* Records to use
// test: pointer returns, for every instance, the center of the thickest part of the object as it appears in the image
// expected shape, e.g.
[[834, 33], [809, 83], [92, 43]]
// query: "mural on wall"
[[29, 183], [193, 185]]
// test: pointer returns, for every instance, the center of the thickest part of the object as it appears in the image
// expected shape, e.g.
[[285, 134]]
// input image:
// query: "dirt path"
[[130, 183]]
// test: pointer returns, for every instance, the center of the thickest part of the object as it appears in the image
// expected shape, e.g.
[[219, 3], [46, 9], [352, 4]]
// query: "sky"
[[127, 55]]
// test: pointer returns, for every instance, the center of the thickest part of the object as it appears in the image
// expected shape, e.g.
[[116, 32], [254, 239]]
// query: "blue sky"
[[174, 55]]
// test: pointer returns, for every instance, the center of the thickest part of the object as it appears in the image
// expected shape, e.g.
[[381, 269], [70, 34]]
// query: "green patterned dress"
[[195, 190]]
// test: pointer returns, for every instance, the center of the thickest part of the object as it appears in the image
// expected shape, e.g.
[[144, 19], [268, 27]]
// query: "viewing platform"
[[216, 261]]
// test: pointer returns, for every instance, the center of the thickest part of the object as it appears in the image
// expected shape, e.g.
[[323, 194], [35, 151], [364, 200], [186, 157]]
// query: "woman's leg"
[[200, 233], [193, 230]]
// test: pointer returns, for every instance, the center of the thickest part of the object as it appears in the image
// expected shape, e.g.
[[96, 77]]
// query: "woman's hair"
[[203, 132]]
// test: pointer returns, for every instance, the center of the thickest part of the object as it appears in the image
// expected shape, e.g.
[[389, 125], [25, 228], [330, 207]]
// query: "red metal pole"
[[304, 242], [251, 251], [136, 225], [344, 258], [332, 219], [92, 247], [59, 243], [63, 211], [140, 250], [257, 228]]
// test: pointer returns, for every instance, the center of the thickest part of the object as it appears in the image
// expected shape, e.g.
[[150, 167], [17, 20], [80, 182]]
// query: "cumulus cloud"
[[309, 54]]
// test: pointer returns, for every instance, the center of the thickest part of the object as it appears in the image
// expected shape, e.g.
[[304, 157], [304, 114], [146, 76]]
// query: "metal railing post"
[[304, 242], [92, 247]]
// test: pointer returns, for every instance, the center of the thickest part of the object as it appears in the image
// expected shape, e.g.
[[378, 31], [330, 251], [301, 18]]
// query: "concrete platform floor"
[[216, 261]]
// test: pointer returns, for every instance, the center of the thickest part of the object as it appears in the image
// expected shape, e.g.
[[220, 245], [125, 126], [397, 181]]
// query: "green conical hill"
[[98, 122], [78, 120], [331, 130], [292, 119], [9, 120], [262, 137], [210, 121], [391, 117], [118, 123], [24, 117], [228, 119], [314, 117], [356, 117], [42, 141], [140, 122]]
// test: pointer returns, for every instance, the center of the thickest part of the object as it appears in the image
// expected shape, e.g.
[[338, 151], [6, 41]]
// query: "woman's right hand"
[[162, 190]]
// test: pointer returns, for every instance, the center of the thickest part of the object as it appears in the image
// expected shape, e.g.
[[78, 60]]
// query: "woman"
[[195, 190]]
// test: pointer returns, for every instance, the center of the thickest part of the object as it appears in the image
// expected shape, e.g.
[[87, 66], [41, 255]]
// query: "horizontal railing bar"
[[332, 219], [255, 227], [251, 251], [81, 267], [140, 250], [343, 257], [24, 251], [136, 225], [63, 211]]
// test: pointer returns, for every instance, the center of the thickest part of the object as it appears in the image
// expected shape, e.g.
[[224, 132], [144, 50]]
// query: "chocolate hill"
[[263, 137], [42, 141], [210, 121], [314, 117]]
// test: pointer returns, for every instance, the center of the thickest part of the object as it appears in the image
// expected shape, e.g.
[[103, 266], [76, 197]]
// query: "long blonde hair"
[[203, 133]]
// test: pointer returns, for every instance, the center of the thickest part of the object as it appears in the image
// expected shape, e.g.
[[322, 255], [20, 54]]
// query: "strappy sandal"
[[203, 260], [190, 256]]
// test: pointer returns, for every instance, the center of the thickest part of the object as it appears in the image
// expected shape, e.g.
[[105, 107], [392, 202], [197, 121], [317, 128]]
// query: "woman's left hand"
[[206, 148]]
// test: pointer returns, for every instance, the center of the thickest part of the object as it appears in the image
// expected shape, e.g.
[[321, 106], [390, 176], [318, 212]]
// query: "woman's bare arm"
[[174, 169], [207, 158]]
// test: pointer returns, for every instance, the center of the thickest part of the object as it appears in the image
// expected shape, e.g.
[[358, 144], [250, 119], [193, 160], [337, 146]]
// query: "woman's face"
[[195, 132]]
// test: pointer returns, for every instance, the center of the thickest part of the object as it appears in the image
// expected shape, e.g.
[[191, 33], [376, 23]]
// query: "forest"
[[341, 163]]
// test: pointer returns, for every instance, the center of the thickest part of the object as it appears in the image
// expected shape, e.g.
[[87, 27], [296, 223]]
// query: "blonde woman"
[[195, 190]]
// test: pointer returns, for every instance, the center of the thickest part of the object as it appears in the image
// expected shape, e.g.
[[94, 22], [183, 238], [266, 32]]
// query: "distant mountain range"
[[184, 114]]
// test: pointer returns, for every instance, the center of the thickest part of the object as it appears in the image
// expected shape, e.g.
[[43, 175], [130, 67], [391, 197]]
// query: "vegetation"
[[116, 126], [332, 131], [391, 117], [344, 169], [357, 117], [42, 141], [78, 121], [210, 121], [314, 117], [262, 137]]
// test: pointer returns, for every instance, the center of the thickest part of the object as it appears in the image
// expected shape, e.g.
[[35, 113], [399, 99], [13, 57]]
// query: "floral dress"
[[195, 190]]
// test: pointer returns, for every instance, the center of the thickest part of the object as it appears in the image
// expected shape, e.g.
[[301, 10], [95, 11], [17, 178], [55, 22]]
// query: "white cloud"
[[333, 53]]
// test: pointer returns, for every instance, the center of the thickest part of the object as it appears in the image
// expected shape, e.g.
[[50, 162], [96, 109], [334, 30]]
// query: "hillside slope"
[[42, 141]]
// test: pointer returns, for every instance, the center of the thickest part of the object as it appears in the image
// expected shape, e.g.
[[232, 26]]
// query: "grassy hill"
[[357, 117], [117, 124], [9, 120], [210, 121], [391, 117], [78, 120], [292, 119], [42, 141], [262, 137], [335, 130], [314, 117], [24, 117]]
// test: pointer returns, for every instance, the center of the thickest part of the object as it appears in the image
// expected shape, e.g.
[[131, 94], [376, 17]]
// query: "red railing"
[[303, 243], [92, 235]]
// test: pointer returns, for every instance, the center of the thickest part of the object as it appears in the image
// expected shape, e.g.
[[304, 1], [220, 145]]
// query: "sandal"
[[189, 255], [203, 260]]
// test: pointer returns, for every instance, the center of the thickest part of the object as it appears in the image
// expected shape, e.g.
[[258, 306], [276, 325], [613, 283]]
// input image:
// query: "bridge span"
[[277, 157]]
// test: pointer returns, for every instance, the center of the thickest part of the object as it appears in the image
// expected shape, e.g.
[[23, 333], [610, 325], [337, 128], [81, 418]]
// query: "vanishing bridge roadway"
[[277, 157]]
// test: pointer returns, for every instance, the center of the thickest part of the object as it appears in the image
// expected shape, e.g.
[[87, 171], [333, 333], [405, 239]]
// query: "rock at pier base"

* What you will do
Please print the full listing shown above, exactly as it appears.

* Result
// test: pointer returns, for every instance, the center of the thickest part of the object as it appears in the image
// expected shape, e.g.
[[834, 33], [809, 83], [92, 43]]
// query: "mural on wall"
[[29, 183], [193, 185]]
// test: pointer returns, for every instance, the center of the thickest part of the object as it appears in the image
// expected shape, e.g.
[[285, 134]]
// input image:
// query: "dirt path"
[[130, 183]]
// test: pointer returns, for every instance, the center of the thickest part of the object as it appears in the image
// expected shape, e.g.
[[219, 3], [46, 9], [352, 4]]
// query: "sky"
[[127, 55]]
// test: pointer returns, for every instance, the center of the thickest part of the object as it appears in the image
// expected shape, e.g.
[[116, 32], [254, 239]]
// query: "blue sky"
[[174, 55]]
// test: pointer returns, for every instance, the center of the thickest part of the object as it appears in the image
// expected shape, e.g.
[[381, 269], [70, 34]]
// query: "green patterned dress"
[[195, 190]]
// test: pointer returns, for every instance, the center of the thickest part of the object as it appears in the image
// expected shape, e.g.
[[144, 19], [268, 27]]
// query: "viewing platform"
[[216, 261]]
// test: pointer returns, for every instance, the center of the thickest part of the object as it appears in the image
// expected shape, e.g.
[[323, 194], [35, 151], [364, 200], [186, 157]]
// query: "woman's leg"
[[200, 233], [193, 230]]
// test: pointer returns, for every instance, the center of the thickest part of the object as it appears in the image
// expected shape, e.g.
[[96, 77]]
// query: "woman's hair"
[[203, 132]]
// test: pointer returns, for every instance, the center of the thickest part of the object as it appears in the image
// expected shape, e.g.
[[389, 125], [25, 228], [330, 207]]
// query: "red metal pole"
[[304, 242], [251, 251], [136, 225], [344, 258], [332, 219], [92, 247], [59, 243], [63, 211], [140, 250], [257, 228]]
// test: pointer returns, for every instance, the center of the thickest part of the object as it appears in the image
// expected shape, e.g.
[[150, 167], [17, 20], [80, 182]]
// query: "cumulus cloud"
[[309, 54]]
// test: pointer returns, for every instance, the center of the thickest part of the object as it appears in the image
// expected shape, e.g.
[[304, 157], [304, 114], [146, 76]]
// query: "metal railing post"
[[304, 242], [92, 247]]
// test: pointer returns, for every instance, the center of the thickest part of the object as it appears in the image
// expected shape, e.g.
[[378, 31], [330, 251], [301, 18]]
// query: "concrete platform floor"
[[216, 261]]
// test: pointer returns, for every instance, the center of the thickest part of the object as it appears in the image
// expected shape, e.g.
[[220, 245], [125, 126], [397, 181]]
// query: "green conical hill"
[[98, 122], [78, 120], [331, 130], [292, 119], [9, 120], [262, 137], [210, 121], [391, 117], [118, 123], [24, 117], [228, 119], [314, 117], [356, 117], [42, 141], [140, 122]]
// test: pointer returns, for every instance, the center of the thickest part of the object as it appears in the image
// expected shape, e.g.
[[338, 151], [6, 41]]
// query: "woman's right hand"
[[162, 190]]
// test: pointer returns, for every instance, the center of the thickest part of the object as it appears in the image
// expected shape, e.g.
[[78, 60]]
// query: "woman"
[[195, 190]]
// test: pointer returns, for every instance, the center of the thickest part of the object as it appears in the image
// expected shape, e.g.
[[87, 66], [41, 255]]
// query: "horizontal railing bar"
[[332, 219], [255, 227], [251, 251], [81, 267], [140, 250], [343, 257], [24, 251], [136, 225], [63, 211]]
// test: pointer returns, for every instance, the center of the thickest part of the object as it appears in the image
// expected shape, e.g.
[[224, 132], [144, 50]]
// query: "chocolate hill"
[[263, 137], [42, 141], [210, 121], [314, 117]]
// test: pointer returns, for every instance, the center of the thickest part of the object as it appears in the image
// expected shape, e.g.
[[103, 266], [76, 197]]
// query: "long blonde hair"
[[203, 133]]
// test: pointer returns, for every instance, the center of the thickest part of the object as it appears in the image
// expected shape, e.g.
[[322, 255], [20, 54]]
// query: "strappy sandal"
[[203, 260], [190, 256]]
// test: pointer returns, for every instance, the center of the thickest part of the object as it appears in the image
// expected shape, e.g.
[[105, 107], [392, 202], [197, 121], [317, 128]]
// query: "woman's left hand"
[[206, 148]]
// test: pointer returns, for every instance, the center of the thickest part of the object as it appears in the image
// expected shape, e.g.
[[321, 106], [390, 176], [318, 212]]
// query: "woman's bare arm"
[[174, 169], [207, 158]]
// test: pointer returns, for every instance, the center of the thickest part of the object as it appears in the image
// expected shape, e.g.
[[358, 144], [250, 119], [193, 160], [337, 146]]
// query: "woman's face"
[[195, 132]]
// test: pointer returns, for every instance, the center of the thickest part of the object as it appears in the image
// expected shape, e.g.
[[191, 33], [376, 23]]
// query: "forest"
[[341, 163]]
// test: pointer returns, for every instance, the center of the thickest part of the object as it appears in the image
// expected shape, e.g.
[[87, 27], [296, 223]]
// query: "blonde woman"
[[195, 190]]
// test: pointer returns, for every instance, the center of the thickest part of the object as it appears in the image
// expected shape, e.g.
[[94, 22], [183, 238], [266, 32]]
// query: "distant mountain range"
[[184, 114]]
// test: pointer returns, for every instance, the center of the thickest part of the object as it appears in the image
// expected shape, e.g.
[[43, 175], [130, 67], [391, 197]]
// query: "vegetation"
[[116, 126], [332, 131], [391, 117], [344, 169], [357, 117], [42, 141], [78, 121], [210, 121], [314, 117], [262, 137]]
// test: pointer returns, for every instance, the center of the thickest part of the object as it appears in the image
// expected shape, e.g.
[[35, 113], [399, 99], [13, 57]]
// query: "floral dress"
[[195, 190]]
// test: pointer returns, for every instance, the center of the thickest part of the object as it appears in the image
// expected shape, e.g.
[[301, 10], [95, 11], [17, 178], [55, 22]]
// query: "white cloud"
[[333, 53]]
// test: pointer returns, for every instance, the center of the thickest part of the object as it appears in the image
// expected shape, e.g.
[[50, 162], [96, 109], [334, 30]]
// query: "hillside slope"
[[42, 141]]
// test: pointer returns, for every instance, the center of the thickest part of the object as it appears in the image
// expected shape, e.g.
[[232, 26]]
// query: "grassy hill"
[[357, 117], [117, 124], [9, 120], [210, 121], [391, 117], [78, 120], [292, 119], [42, 141], [262, 137], [335, 130], [314, 117], [24, 117]]
// test: pointer returns, for every instance, the center of the thickest part of the object as it appears in the image
// expected shape, e.g.
[[131, 94], [376, 17]]
// query: "red railing"
[[303, 243], [92, 235]]
// test: pointer returns, for every instance, the center of the thickest part of the object as it appears in the image
// expected shape, e.g.
[[304, 1], [220, 145]]
// query: "sandal"
[[189, 255], [203, 260]]
// test: pointer returns, for every instance, the center of the thickest part of the object as it appears in the image
// expected shape, e.g.
[[258, 306], [276, 325], [613, 283]]
// input image:
// query: "bridge span"
[[277, 157]]
// test: pointer returns, for every instance, the center of the thickest part of the object as it appears in the image
// expected shape, e.g.
[[23, 333], [610, 325], [337, 128], [81, 418]]
// query: "vanishing bridge roadway"
[[277, 157]]
// test: pointer returns, for every instance, the center of the thickest part of the object as it appears in the image
// expected shape, e.g.
[[87, 171], [333, 333], [405, 239]]
// query: "rock at pier base"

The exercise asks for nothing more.